Please copy each line of the data that includes the string "instance".

RECORD EXCERPTS:
┄┄┄┄┄┄┄┄┄┄┄┄┄┄┄┄┄┄┄┄
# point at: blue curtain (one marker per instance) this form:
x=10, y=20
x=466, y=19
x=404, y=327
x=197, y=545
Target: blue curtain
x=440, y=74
┄┄┄┄┄┄┄┄┄┄┄┄┄┄┄┄┄┄┄┄
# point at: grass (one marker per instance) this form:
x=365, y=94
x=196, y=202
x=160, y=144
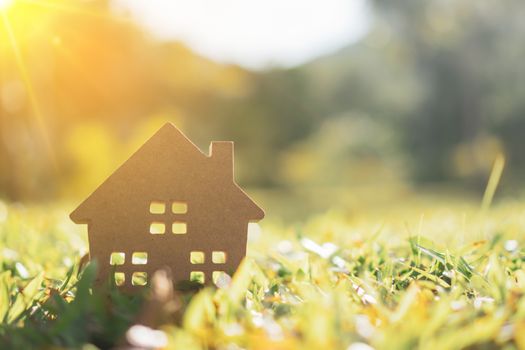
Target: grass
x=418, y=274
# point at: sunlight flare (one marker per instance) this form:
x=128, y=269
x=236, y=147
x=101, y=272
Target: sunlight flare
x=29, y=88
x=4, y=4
┄┄┄┄┄┄┄┄┄┄┄┄┄┄┄┄┄┄┄┄
ANSWER TO THE EXERCISE:
# point at: blue curtain (one marker per instance) this form:
# point at: grass (one marker per instance) this form:
# point at: sunlight flare (one marker per instance) this form:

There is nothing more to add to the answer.